* Задание A: Какие из строк ниже содержат слово «flat»? Извлеките каждую такую строку целиком.
***** Исходный текст
Читаем В мире актеров полностью

А в тетрадочках были записи только что сыгранного, понятого, прочувствованного. И воспоминания о несытом детстве, и то, что хотел бы сказать своему сыну, как Бессеменов говорит своему; и то, что слышал он в магазине; и о своем отце; и о Волге, на берегах которой он родился, вырос и заболел театром; и то, как почти полубеспризорным, без кола и двора приехал в Москву поступать в актеры и поступил в Театр Советской Армии то ли на истопника, то ли на "выхода". И снова о Бессеменове, о том, что клокотало внутри старика, когда он еще не вышел в столовую, то есть на сцену, а там, в спальне...

Тетрадочки, тетрадочки, десятки, ничего не поймешь, что потом, что прежде. Но вот же выстроилась из этих тетрадочек книга – внутренний монолог роли! По Станиславскому.

"Читатель книги, а она, сущности, есть исповедь актера, поймет, как это трудно! Напряжение всех духовных сил, искренняя отдача своему творчеству, величавая честность, совестливость – без этого не получится работы по Станиславскому". Так писал Г.А.Товстоногов в предисловии к огромному и азартному труду.

Как убедить его опубликовать многое из того, что им уже написано, добротного, литературно сильного, сродни шукшинской народной основе. Покойному В.Шукшину, кстати, по сердцу были лебедевская актерская манера, стиль. Он сыграл одну из самых своих виртуозных и точных по народному ощущению ролей в его кинофильме "Странные люди". Хвастливого и мечтательного мужика Броньку Пупкова, что однажды чуть ли не взял в плен самого Гитлера.

...Шаржи из гальки, бьющий в глаза гротеск.

Открытость приема – внутренняя пружина. Артуро Уи! Страшная харя, шарниры вместо суставов. Античная маска, принявшая звериное выражение. Вот когда пригодились ему его тюзовская жизнь и школа, собаки и ведьмы!

Брехтовский спектакль долго жил на сцене БДТ. Они менялись, помню, сценами – исполнитель Артуро Уи из Варшавы и он, Евгений Лебедев. И имея толк в гротеске театральная Варшава ему аплодировала.

Играет ли он Монахова в "Варварах" или Ухова в "Старшей сестре", шолоховский ли старик идет по сцене Большого драматического или нынешний старик молдаванин идет по градам и весям в фильме по Иону Друцу "Последний месяц осени", белый ли полковник в фильме "В огне брода нет" всматривается в странное и непривычное лицо юной художницы, рисующей революцию, или Мармеладов начинает пронзительной нотой фильм "Преступление и наказание", – всюду, даже в проходных его ролях, я вижу это. Это – вокруг чего ходит его душа – судьба народная.
**********
***** Данные для обработки
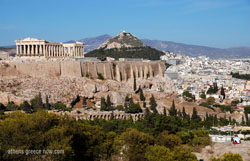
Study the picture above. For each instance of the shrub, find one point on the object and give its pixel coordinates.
(100, 76)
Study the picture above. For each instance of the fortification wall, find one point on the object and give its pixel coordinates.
(120, 71)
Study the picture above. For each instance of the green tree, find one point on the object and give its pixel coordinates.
(134, 83)
(173, 111)
(153, 104)
(108, 102)
(185, 116)
(103, 104)
(222, 92)
(169, 141)
(188, 96)
(99, 75)
(25, 106)
(181, 153)
(203, 95)
(47, 104)
(210, 100)
(58, 106)
(134, 108)
(246, 112)
(11, 106)
(134, 143)
(158, 153)
(37, 102)
(75, 101)
(84, 101)
(195, 117)
(142, 97)
(228, 157)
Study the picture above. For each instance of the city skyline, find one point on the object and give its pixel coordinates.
(211, 23)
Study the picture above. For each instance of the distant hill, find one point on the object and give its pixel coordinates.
(179, 48)
(195, 50)
(122, 40)
(125, 45)
(92, 43)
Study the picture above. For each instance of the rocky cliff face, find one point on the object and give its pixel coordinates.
(63, 80)
(122, 40)
(120, 71)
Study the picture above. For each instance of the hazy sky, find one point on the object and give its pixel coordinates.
(216, 23)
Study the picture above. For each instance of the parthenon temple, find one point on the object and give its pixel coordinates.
(42, 48)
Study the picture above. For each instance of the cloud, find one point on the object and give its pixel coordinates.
(7, 27)
(202, 5)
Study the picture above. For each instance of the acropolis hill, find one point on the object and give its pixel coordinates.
(120, 71)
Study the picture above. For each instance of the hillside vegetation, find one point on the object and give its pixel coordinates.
(133, 52)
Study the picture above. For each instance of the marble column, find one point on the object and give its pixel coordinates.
(36, 50)
(43, 49)
(25, 50)
(17, 50)
(54, 50)
(28, 50)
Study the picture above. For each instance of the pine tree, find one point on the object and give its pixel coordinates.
(103, 104)
(134, 83)
(184, 114)
(207, 117)
(243, 121)
(179, 113)
(173, 111)
(142, 97)
(215, 122)
(153, 104)
(222, 92)
(47, 104)
(84, 101)
(109, 104)
(164, 112)
(195, 117)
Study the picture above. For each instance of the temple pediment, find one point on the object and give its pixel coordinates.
(30, 39)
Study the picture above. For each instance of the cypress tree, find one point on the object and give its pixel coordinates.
(153, 104)
(195, 116)
(103, 104)
(134, 83)
(184, 114)
(108, 101)
(47, 104)
(165, 112)
(84, 101)
(173, 111)
(243, 121)
(142, 97)
(222, 92)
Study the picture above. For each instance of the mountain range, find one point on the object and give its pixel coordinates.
(178, 48)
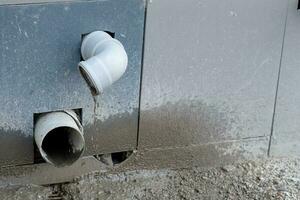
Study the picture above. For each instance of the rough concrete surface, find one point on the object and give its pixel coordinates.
(268, 179)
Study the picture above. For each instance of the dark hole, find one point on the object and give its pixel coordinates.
(88, 80)
(112, 159)
(60, 146)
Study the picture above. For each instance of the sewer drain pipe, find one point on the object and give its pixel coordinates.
(59, 137)
(105, 60)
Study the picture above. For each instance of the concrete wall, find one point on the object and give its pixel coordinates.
(214, 72)
(210, 74)
(286, 134)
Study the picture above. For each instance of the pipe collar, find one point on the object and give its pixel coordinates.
(105, 60)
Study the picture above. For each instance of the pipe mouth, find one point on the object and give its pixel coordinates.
(62, 146)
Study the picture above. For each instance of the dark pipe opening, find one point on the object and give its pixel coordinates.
(63, 146)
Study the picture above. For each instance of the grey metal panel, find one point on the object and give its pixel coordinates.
(210, 70)
(15, 2)
(286, 134)
(40, 50)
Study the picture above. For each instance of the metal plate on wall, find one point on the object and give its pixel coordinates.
(39, 53)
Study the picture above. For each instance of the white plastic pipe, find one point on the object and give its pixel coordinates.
(105, 60)
(59, 137)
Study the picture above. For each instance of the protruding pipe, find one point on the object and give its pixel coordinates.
(59, 137)
(105, 60)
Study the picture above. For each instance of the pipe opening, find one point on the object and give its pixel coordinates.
(63, 145)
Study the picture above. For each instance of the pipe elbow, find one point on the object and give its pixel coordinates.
(105, 60)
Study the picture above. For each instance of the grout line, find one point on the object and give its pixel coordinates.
(278, 81)
(141, 75)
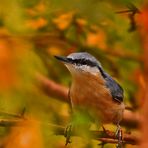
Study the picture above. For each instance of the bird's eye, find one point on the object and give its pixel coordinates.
(119, 98)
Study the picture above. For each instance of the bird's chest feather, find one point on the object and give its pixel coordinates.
(90, 93)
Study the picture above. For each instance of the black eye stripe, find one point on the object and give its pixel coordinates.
(82, 62)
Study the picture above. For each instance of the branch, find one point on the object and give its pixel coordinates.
(60, 92)
(104, 136)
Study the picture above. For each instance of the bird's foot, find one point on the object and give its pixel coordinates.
(119, 136)
(67, 134)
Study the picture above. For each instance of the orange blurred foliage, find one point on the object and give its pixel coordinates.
(26, 134)
(97, 39)
(63, 21)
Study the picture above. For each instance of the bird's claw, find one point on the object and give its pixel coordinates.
(67, 134)
(118, 135)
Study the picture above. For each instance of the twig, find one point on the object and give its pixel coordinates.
(104, 136)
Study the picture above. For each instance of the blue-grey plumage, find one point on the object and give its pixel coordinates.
(93, 89)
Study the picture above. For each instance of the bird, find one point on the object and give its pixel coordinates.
(93, 90)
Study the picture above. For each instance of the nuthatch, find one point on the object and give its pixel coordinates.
(92, 89)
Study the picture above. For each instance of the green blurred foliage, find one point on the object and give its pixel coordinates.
(37, 30)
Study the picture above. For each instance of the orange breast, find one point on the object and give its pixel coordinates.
(90, 93)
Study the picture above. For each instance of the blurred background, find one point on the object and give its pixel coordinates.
(34, 85)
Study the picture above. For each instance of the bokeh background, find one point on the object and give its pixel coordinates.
(33, 84)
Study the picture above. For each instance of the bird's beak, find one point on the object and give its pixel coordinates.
(62, 59)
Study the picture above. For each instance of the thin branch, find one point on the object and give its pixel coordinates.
(104, 136)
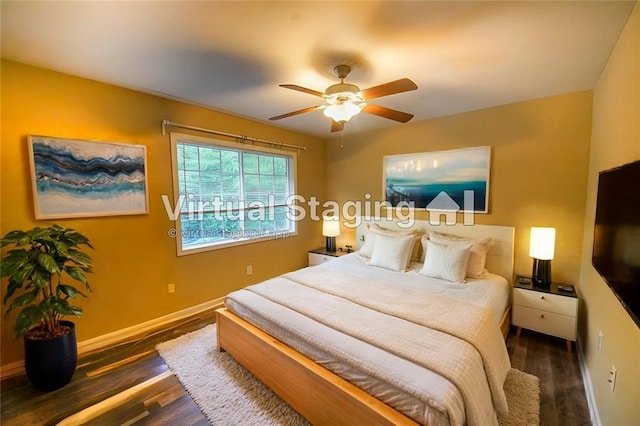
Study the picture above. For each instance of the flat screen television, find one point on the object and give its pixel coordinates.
(616, 239)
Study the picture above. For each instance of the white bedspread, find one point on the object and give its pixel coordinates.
(423, 323)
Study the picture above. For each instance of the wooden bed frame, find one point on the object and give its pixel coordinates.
(320, 396)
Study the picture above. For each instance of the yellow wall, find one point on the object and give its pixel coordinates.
(135, 259)
(539, 165)
(615, 141)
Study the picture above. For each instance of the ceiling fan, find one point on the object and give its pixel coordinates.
(344, 100)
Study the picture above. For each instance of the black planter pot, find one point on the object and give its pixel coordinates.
(50, 363)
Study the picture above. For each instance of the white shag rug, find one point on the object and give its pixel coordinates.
(229, 394)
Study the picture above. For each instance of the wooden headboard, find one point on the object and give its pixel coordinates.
(499, 258)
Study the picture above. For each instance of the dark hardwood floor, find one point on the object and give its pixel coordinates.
(130, 384)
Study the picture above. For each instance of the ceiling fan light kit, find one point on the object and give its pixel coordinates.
(345, 100)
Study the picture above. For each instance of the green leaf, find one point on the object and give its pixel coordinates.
(40, 277)
(27, 318)
(24, 272)
(11, 289)
(23, 299)
(14, 260)
(49, 263)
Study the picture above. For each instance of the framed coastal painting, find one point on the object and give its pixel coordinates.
(80, 178)
(454, 180)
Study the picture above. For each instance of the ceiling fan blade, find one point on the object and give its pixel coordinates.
(300, 111)
(303, 89)
(389, 113)
(336, 127)
(390, 88)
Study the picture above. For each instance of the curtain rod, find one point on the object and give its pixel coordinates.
(241, 138)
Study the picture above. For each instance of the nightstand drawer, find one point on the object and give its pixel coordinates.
(545, 302)
(317, 259)
(545, 322)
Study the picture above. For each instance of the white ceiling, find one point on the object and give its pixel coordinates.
(231, 56)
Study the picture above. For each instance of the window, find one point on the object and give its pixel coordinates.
(229, 194)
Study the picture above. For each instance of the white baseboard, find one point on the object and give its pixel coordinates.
(96, 343)
(588, 388)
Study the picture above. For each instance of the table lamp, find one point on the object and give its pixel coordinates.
(331, 229)
(541, 249)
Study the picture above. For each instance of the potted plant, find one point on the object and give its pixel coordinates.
(36, 267)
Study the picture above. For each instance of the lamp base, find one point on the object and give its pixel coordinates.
(541, 275)
(331, 244)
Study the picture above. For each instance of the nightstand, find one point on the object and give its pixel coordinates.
(550, 311)
(321, 255)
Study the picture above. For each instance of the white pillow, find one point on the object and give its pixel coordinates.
(447, 262)
(370, 239)
(392, 251)
(423, 243)
(477, 256)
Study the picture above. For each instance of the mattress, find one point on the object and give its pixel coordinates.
(426, 396)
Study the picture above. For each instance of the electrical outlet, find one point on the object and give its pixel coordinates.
(600, 336)
(612, 378)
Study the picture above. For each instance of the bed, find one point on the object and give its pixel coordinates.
(351, 341)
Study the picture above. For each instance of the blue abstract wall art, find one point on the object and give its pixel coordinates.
(454, 180)
(78, 178)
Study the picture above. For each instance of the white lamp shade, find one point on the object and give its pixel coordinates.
(330, 227)
(341, 112)
(542, 244)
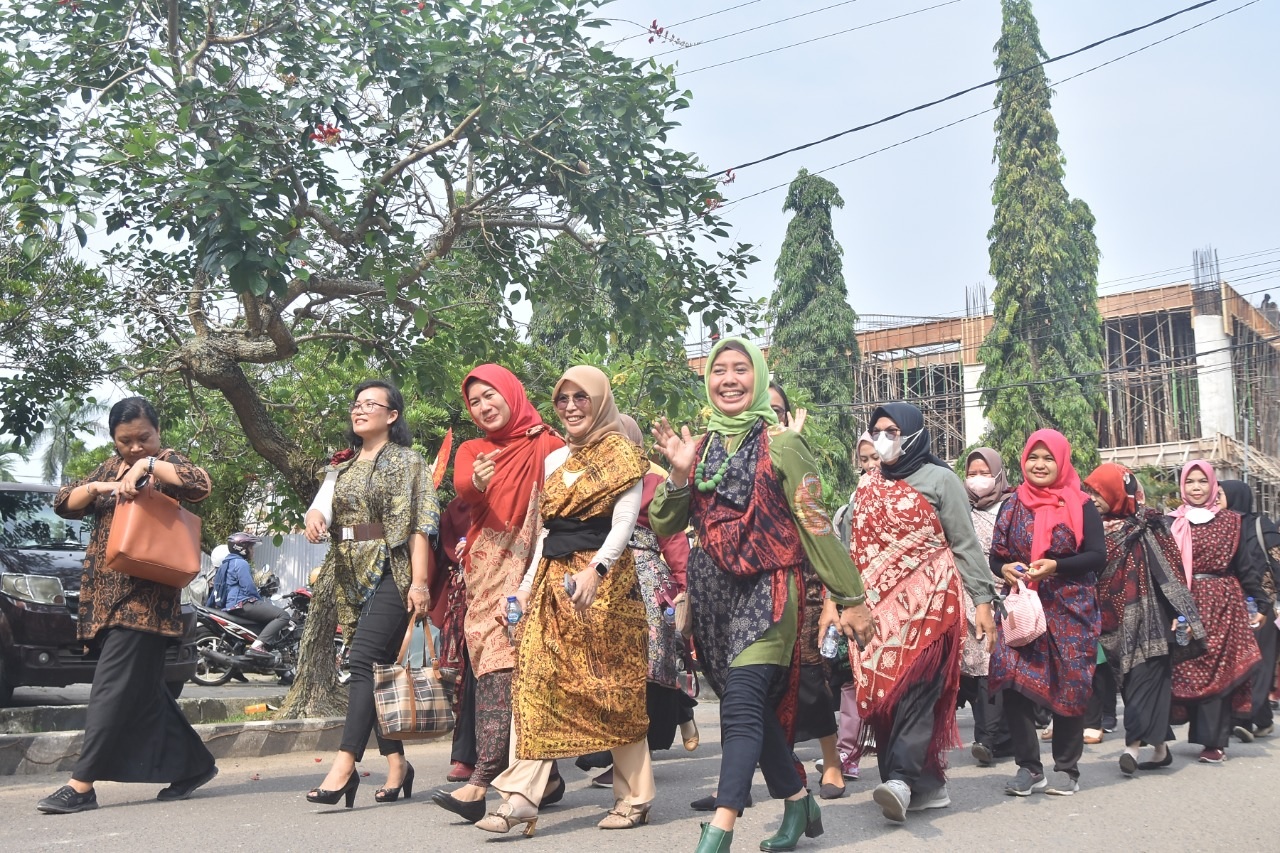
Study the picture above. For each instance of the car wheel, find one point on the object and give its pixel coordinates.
(208, 673)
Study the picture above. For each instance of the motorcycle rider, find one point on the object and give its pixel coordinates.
(236, 592)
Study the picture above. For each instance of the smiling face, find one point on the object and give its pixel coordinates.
(488, 407)
(371, 415)
(731, 382)
(1196, 488)
(1041, 468)
(136, 439)
(574, 406)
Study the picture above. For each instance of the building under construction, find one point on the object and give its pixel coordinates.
(1192, 372)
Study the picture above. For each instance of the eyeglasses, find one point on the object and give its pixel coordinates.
(581, 400)
(368, 406)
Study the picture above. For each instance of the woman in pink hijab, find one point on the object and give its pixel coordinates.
(1214, 685)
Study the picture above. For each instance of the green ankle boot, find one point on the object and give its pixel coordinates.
(799, 817)
(714, 840)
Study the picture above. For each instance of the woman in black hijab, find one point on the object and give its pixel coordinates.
(1260, 538)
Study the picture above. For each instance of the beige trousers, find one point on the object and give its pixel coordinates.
(632, 775)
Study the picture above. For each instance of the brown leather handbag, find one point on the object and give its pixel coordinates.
(154, 538)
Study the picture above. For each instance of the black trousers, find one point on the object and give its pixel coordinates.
(272, 617)
(379, 635)
(904, 752)
(1068, 737)
(750, 735)
(988, 717)
(465, 723)
(135, 730)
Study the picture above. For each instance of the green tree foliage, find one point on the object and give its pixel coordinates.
(1045, 351)
(334, 178)
(814, 346)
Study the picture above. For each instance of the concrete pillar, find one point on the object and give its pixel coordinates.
(974, 423)
(1214, 377)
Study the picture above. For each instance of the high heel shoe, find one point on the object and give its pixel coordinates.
(330, 797)
(503, 820)
(392, 794)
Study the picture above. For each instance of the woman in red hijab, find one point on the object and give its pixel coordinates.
(499, 477)
(1050, 536)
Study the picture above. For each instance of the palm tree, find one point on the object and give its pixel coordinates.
(65, 420)
(8, 451)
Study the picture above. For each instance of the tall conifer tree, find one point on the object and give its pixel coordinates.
(1045, 351)
(814, 345)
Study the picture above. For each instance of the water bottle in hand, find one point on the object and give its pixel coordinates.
(831, 643)
(1183, 632)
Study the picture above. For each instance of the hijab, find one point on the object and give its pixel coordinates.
(1118, 487)
(606, 419)
(991, 495)
(734, 425)
(1185, 515)
(917, 445)
(1061, 501)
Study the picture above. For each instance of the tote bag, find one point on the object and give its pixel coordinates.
(411, 702)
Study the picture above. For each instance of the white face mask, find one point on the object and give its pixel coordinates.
(981, 483)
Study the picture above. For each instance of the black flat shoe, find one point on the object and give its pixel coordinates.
(470, 812)
(330, 797)
(68, 801)
(184, 788)
(708, 804)
(556, 794)
(392, 794)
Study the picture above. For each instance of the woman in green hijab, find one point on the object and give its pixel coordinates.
(752, 492)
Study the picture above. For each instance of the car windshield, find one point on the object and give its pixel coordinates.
(30, 523)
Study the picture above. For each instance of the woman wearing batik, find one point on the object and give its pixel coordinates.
(1141, 600)
(1260, 537)
(501, 478)
(1050, 536)
(915, 547)
(1215, 685)
(752, 491)
(581, 661)
(987, 487)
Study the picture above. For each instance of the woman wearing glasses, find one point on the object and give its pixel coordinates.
(583, 658)
(378, 506)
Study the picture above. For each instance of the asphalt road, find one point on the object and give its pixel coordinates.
(257, 804)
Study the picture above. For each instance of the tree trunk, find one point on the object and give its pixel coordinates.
(315, 692)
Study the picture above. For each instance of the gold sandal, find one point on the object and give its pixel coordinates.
(624, 816)
(503, 820)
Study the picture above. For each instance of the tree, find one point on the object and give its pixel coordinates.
(65, 420)
(814, 343)
(1043, 355)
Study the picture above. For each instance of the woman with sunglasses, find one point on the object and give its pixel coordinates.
(378, 507)
(583, 656)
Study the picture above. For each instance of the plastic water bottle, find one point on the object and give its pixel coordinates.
(831, 643)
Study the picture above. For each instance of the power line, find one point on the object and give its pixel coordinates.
(986, 85)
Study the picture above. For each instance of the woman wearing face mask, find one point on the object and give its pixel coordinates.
(1260, 537)
(753, 495)
(987, 488)
(1139, 600)
(1215, 685)
(501, 478)
(1050, 536)
(915, 546)
(581, 660)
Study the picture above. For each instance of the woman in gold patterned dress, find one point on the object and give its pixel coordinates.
(379, 507)
(583, 658)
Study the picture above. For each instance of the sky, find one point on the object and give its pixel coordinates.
(1173, 149)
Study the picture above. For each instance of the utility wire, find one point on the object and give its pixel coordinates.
(986, 85)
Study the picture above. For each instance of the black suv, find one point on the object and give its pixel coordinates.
(41, 557)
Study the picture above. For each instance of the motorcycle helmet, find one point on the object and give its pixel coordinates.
(242, 543)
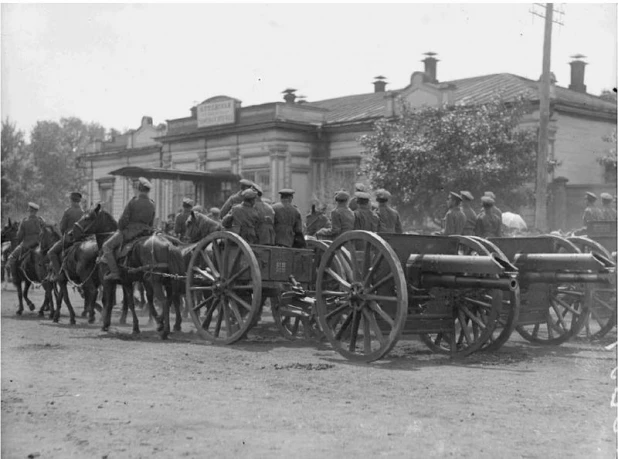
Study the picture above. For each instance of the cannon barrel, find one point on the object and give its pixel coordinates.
(553, 262)
(460, 264)
(452, 281)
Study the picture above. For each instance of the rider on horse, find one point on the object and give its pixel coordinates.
(136, 220)
(71, 215)
(27, 236)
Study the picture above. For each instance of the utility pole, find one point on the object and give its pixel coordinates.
(543, 146)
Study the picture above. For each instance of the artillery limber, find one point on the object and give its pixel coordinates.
(367, 290)
(556, 280)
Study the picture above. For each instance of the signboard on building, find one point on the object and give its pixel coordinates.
(216, 111)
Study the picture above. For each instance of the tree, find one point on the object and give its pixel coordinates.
(423, 154)
(19, 173)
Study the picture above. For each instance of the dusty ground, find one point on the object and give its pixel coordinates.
(76, 392)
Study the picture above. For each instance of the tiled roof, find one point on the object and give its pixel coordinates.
(476, 90)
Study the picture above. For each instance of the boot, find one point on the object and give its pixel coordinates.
(114, 272)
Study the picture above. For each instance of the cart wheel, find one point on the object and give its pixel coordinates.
(602, 317)
(223, 287)
(483, 318)
(362, 316)
(568, 307)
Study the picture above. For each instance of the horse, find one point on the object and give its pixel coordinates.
(78, 266)
(31, 268)
(153, 260)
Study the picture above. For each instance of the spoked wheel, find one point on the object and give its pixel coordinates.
(602, 317)
(362, 316)
(482, 318)
(223, 287)
(567, 311)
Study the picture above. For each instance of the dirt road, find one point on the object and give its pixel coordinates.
(76, 392)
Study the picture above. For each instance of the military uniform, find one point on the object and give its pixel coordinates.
(27, 236)
(341, 218)
(136, 220)
(69, 218)
(200, 226)
(243, 218)
(288, 222)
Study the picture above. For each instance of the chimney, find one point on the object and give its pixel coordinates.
(289, 97)
(578, 69)
(431, 62)
(379, 85)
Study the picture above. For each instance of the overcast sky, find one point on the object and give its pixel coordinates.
(114, 63)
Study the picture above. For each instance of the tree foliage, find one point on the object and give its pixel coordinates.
(424, 153)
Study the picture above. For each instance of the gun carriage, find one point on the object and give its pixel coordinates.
(367, 290)
(557, 281)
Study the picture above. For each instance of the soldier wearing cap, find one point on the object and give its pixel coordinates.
(466, 208)
(181, 218)
(266, 224)
(390, 221)
(454, 220)
(71, 215)
(341, 218)
(243, 219)
(592, 212)
(316, 220)
(136, 220)
(288, 221)
(27, 236)
(236, 198)
(488, 224)
(608, 212)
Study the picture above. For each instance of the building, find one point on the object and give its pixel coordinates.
(313, 146)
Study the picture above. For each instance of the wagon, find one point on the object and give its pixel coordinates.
(557, 283)
(367, 290)
(600, 238)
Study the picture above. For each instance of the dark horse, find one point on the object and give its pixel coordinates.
(30, 269)
(153, 260)
(79, 267)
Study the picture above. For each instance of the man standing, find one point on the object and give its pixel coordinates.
(466, 208)
(243, 219)
(608, 211)
(27, 236)
(71, 215)
(455, 220)
(136, 220)
(288, 222)
(341, 218)
(390, 221)
(488, 224)
(592, 212)
(181, 219)
(236, 198)
(265, 228)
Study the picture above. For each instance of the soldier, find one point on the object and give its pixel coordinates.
(466, 208)
(236, 198)
(243, 219)
(136, 220)
(488, 224)
(71, 215)
(592, 212)
(365, 218)
(390, 222)
(316, 220)
(27, 236)
(288, 222)
(454, 220)
(265, 228)
(181, 218)
(341, 218)
(608, 212)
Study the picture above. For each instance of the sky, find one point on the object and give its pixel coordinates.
(114, 63)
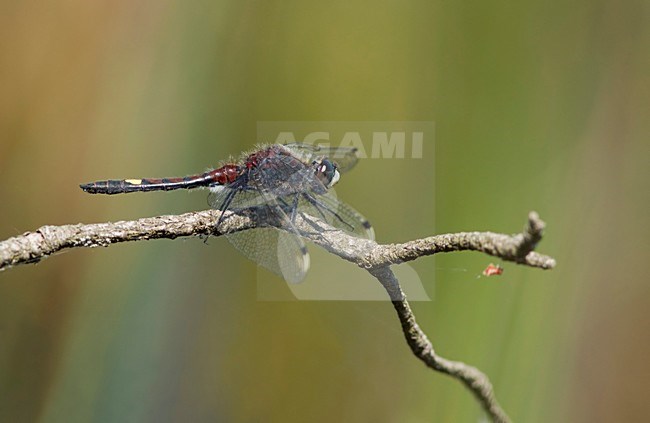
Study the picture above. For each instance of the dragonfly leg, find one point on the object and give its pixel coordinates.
(226, 203)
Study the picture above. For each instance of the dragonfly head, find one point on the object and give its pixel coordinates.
(327, 173)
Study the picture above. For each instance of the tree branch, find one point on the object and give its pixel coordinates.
(32, 247)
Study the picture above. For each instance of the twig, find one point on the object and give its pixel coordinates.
(34, 246)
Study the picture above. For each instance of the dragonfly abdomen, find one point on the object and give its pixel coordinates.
(221, 176)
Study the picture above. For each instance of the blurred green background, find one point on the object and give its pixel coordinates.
(537, 105)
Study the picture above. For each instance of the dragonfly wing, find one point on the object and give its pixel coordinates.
(336, 213)
(281, 252)
(278, 251)
(344, 157)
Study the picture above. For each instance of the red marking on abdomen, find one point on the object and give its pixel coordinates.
(225, 174)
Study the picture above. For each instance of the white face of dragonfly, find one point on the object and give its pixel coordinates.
(327, 173)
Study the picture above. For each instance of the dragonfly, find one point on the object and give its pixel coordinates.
(275, 183)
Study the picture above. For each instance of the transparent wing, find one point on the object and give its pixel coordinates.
(280, 252)
(336, 213)
(344, 157)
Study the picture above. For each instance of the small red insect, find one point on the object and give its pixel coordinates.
(493, 270)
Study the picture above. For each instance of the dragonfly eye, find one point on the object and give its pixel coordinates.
(327, 173)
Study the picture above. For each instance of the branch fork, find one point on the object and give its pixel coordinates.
(32, 247)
**********
* Задание B: Продолжите приведенный выше текст об актере Евгении Лебедеве, начиная сразу после его последнего предложения.

* Ответ A:
Study the picture above. For each instance of the flat screen television, find one point on the object and give its pixel coordinates.
Study the picture above. For each instance of the black flat shoe, find one point on the object and give its pixel coordinates.

* Ответ B:
Народность. Когда говорят о ней, лучше думать о чем-нибудь конкретном. Тогда осязаемо. Когда про актера – думаю о нем.

Где его встречу в следующий раз? На сцене (хорошо бы), в купе вагона (едет на съемку, на телевидение, на "озвучение") на гастролях, на репетиции, за письменным столом, за верстаком... Не знаю.

Позвонили из редакции, сказали: Евгению Лебедеву шестьдесят! Ах, правда. Дата в пути, дел у него пропасть. Я приветствую тебя, старый друг, беспокойная душа...

Стать самим собой

И вдруг их сделалось две. Одна, как и раньше, покидает Москву в одиннадцать пятьдесят пять, другая – без одной минуты в полночь. Когда я узнал о раздвоении знаменитого экспресса, то огорчился. Как может быть две "Красных стрелы" – есть вещи, созданные для того, чтобы оставаться единственными. Но когда впервые на Ленинградском вокзале справа и слева от перрона я увидел две линии одинаково элегантных красных вагонов с так знакомым и всякий раз заставляющими сжиматься сердце строем округлых кремовых букв на вагонных бортах, досада моя ослабела. Теперь поезда зеркально отражали друг друга так, то на одном можно было прочесть не "Красная стрела", а словно на древнем восточном языке "Алертс яансарк". Между двумя поездами, как в "выгородке" на сцене, ходил народ. Сцеплялись группы, перекатывались от одной "Стрелы" к другой. Слышалось: "Ты на какой едешь?.. Ах, на пятьдесят пять, а я на пятьдесят девять... жаль…

Сходство с театром усиливалось оттого, что актеров среди пассажиров заметно прибавилось. Платформа с каждой минутой наполнялась остроумием и тайной тревогой, как актерское фойе в вечер премьеры...

— Ты где?

– Я в дубле!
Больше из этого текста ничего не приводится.